- [Texte source]:
....................

Le Mustang ne répondait à aucun de ces critères mais, dans l’urgence, il fut décidé de modifier un P 51 et de déterminer s’il pourrait convenir aux opérations embarquées. Ce projet fut baptisé « Project Seahorse » (Hippocampe). Un P-51D de début de série, le P-51D-5-NA s/n 44-14017, fut retenu par North American Aviation à Dallas au Texas dans ce but.

Afin d’améliorer le comportement de l’appareil aux basses vitesses, l’appareil reçut une extension de dérive, modification qui fut d’ailleurs apportée à la plupart des P-51D de début de série. Les autres modifications furent spécifiques à la « navalisation » de l’appareil. Une crosse d’appontage fut fixée sur une cloison de fuselage renforcée. Un crochet de catapultage fut fixé sous le fuselage, en amont du bord d’attaque des ailes. Pour résister aux contraintes de l’appontage, des pneus haute pression furent installés. La pression dans les amortisseurs du train d’atterrissage fut augmentée afin de réduire les rebonds à l’appontage. La cellule fut également renforcée à divers endroits.

    Profil du P-51D-5-NA s/n 44-14017, qui fut modifié pour les essais en mer. (C) Gaëtan Marie

Profil du P-51D-5-NA s/n 44-14017, qui fut modifié pour les essais en mer. (C) Gaëtan Marie

Ainsi modifié, le s/n 44-14017 reçut la désignation ETF-51D et fut amené sur le terrain de Mustin Field, près de Philadelphie, pour les premiers essais. Ce fut le Lt Robert M. Elder de l’US Navy qui fut choisi pour les mener. Elder était un pilote d’essais expérimenté qui avait déjà réalisé de nombreuses « premières » sur porte-avions.

L’une des pistes de Mustin Field fut modifiée pour l’occasion. Des marques furent peintes à même la piste tandis que des brins d’arrêt et une catapulte étaient installés, reproduisant la configuration d’un porte-avions.

Vue aérienne de Mustin Field en 1943. (Photo US Navy)

Vue aérienne de Mustin Field en 1943. (Photo US Navy)

Au cours des mois de septembre et octobre 1944, Elder effectua 150 appontages et catapultages simulés avec l’ETF-51D. Avant d’envisager des essais sur porte-avions, il était nécessaire de déterminer précisément le comportement aux basses vitesses du P-51. Si l’aile à profil laminaire de celui-ci offrait peu de trainée et une vitesse maximale élevée, elle était peu efficace à basse vitesse, avec une vitesse de décrochage relativement élevée pour l’époque. Les brins d’arrêts ne devant pas être accrochés à plus de 90 mph, Elder rapporta que « dès le début, il était évident que la marge entre la vitesse de décrochage (82 mph) et celle imposée par les brins d’arrêt (90 mph) était très mince ».

 

L'USS Shangri-La (CV-38) photographié en 1945 avec tout l’équipage sur le pont. (Photo US Navy)

....................

- [Lignes fournies]:

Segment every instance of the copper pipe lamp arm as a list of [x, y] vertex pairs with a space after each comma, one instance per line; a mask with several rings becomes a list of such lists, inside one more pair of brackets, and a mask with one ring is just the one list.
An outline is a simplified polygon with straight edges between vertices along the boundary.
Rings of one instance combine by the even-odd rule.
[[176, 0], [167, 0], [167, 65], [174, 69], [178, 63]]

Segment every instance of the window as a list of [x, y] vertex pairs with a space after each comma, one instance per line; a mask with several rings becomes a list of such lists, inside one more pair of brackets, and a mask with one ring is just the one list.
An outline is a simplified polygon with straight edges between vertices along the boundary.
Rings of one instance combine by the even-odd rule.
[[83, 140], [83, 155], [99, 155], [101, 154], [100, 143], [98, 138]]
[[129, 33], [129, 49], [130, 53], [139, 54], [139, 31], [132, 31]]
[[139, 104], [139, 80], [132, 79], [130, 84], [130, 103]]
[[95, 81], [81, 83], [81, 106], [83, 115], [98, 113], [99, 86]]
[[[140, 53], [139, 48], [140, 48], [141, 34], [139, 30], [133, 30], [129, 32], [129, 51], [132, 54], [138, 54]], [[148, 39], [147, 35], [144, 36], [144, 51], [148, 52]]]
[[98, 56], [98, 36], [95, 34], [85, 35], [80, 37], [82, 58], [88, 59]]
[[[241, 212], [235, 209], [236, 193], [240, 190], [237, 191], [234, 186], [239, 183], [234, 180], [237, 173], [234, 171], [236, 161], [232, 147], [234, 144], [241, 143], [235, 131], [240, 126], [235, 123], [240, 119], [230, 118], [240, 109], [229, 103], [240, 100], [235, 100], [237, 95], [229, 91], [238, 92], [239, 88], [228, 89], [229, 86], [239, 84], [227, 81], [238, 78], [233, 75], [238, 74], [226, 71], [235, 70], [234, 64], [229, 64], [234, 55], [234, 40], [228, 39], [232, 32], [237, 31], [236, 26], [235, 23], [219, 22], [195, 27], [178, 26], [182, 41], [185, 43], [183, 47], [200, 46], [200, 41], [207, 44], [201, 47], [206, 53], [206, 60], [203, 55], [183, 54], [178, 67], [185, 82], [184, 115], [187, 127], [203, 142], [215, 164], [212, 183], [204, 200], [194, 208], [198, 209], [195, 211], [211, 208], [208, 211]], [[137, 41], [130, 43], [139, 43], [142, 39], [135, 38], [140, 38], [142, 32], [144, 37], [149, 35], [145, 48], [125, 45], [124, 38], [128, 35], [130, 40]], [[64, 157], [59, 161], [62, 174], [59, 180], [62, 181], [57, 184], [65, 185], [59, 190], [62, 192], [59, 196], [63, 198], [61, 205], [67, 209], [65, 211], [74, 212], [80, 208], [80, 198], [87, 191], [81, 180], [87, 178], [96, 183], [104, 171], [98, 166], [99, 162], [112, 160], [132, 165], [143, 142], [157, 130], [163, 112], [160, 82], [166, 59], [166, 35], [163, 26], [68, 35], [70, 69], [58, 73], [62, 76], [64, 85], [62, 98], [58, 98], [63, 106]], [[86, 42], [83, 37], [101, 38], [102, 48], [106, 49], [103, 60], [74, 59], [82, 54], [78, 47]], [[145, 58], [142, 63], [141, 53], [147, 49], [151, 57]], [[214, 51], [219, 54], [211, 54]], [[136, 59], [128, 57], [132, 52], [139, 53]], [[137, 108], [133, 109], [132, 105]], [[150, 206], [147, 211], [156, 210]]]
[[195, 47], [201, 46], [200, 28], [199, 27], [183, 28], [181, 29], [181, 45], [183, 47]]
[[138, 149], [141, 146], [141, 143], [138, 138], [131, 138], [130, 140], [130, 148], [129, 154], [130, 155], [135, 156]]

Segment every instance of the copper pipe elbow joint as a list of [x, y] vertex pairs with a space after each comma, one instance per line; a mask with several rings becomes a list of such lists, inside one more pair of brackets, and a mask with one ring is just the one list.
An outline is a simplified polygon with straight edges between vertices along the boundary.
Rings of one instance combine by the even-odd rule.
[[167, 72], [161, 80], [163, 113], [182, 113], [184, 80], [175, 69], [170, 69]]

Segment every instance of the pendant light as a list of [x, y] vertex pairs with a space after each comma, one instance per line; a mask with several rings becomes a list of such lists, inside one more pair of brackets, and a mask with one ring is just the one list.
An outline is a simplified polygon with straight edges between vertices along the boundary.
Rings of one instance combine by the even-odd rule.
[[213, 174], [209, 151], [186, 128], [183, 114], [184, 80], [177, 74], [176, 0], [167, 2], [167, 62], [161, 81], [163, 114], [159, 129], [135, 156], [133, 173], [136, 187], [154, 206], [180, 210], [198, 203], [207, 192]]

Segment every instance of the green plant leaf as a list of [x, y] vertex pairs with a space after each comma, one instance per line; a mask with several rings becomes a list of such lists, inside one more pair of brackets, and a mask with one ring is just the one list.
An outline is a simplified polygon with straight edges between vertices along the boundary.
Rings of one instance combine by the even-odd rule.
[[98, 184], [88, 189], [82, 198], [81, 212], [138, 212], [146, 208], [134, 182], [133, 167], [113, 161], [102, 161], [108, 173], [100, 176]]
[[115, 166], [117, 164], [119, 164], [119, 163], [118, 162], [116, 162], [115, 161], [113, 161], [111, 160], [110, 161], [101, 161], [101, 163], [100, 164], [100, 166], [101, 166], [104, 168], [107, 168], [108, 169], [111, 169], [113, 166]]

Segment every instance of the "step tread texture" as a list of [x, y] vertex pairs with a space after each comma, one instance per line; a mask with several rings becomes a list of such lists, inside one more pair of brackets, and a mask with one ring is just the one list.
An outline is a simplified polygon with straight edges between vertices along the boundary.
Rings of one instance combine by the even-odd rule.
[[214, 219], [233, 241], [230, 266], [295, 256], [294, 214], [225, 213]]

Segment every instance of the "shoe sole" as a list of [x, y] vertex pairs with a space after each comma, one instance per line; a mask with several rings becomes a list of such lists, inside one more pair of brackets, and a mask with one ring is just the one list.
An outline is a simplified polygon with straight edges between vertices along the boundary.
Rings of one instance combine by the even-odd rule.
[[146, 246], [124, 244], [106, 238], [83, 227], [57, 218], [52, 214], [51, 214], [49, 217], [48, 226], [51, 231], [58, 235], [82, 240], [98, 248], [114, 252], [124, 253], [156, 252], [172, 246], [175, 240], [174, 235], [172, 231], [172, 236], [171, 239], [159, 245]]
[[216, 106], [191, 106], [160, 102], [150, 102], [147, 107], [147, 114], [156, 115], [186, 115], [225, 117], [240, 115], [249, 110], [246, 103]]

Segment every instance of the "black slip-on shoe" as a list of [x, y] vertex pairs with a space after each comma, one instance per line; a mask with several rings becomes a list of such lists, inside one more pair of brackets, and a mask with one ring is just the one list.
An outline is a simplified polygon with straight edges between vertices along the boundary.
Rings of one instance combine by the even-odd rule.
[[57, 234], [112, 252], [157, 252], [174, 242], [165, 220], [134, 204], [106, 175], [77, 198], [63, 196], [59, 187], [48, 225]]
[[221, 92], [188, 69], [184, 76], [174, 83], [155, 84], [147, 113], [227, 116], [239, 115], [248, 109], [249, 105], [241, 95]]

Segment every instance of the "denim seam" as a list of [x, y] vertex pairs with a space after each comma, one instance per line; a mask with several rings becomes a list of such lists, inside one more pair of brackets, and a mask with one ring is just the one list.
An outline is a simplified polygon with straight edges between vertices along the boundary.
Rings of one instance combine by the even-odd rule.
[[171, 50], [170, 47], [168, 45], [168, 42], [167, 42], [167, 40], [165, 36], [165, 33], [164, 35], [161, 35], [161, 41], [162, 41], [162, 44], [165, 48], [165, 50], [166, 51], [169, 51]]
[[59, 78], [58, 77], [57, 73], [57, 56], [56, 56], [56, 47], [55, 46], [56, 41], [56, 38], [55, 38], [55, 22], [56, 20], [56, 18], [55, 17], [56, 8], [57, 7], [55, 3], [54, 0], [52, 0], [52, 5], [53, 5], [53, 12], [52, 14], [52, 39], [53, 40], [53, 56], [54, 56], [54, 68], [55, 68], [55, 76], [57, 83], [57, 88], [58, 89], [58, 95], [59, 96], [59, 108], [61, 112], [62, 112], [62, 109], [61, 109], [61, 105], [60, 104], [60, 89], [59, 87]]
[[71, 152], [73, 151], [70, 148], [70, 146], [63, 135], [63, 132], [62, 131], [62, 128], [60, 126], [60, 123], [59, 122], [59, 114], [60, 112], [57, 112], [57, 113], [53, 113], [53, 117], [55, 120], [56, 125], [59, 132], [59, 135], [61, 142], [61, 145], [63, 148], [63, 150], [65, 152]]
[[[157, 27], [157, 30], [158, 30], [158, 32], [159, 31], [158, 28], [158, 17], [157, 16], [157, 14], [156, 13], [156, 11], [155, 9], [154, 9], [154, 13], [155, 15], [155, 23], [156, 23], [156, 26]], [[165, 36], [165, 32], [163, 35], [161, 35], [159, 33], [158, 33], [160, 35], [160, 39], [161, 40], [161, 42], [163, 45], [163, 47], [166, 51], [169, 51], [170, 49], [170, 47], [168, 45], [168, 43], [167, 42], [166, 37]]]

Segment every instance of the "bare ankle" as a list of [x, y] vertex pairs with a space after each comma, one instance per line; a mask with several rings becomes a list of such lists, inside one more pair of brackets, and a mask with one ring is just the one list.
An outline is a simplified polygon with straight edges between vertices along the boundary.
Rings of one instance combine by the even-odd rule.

....................

- [Exercices à faire]:
1. Selon le texte source, quelle désignation le s/n 44-14017 reçut-il une fois modifié ?
2. Indiquez si chacune des affirmations suivantes concorde avec le texte source, en citant les mots qui le prouvent : (a) Elder réalisa 150 appontages et catapultages simulés en septembre et octobre 1944 ; (b) la vitesse de décrochage du P-51 était de 90 mph ; (c) l’appareil fut équipé de pneus basse pression.
3. Recopiez le passage du texte source qui va de « Au cours des » à « pont. (Photo US Navy) ».

- [Corrigé]:
1. ETF-51D

2.
(a) Oui : « Au cours des mois de septembre et octobre 1944, Elder effectua 150 appontages et catapultages simulés avec l’ETF-51D ».
(b) Non : « la vitesse de décrochage (82 mph) ».
(c) Non : « des pneus haute pression furent installés ».

3.
Au cours des mois de septembre et octobre 1944, Elder effectua 150 appontages et catapultages simulés avec l’ETF-51D. Avant d’envisager des essais sur porte-avions, il était nécessaire de déterminer précisément le comportement aux basses vitesses du P-51. Si l’aile à profil laminaire de celui-ci offrait peu de trainée et une vitesse maximale élevée, elle était peu efficace à basse vitesse, avec une vitesse de décrochage relativement élevée pour l’époque. Les brins d’arrêts ne devant pas être accrochés à plus de 90 mph, Elder rapporta que « dès le début, il était évident que la marge entre la vitesse de décrochage (82 mph) et celle imposée par les brins d’arrêt (90 mph) était très mince ».

 

L'USS Shangri-La (CV-38) photographié en 1945 avec tout l’équipage sur le pont. (Photo US Navy)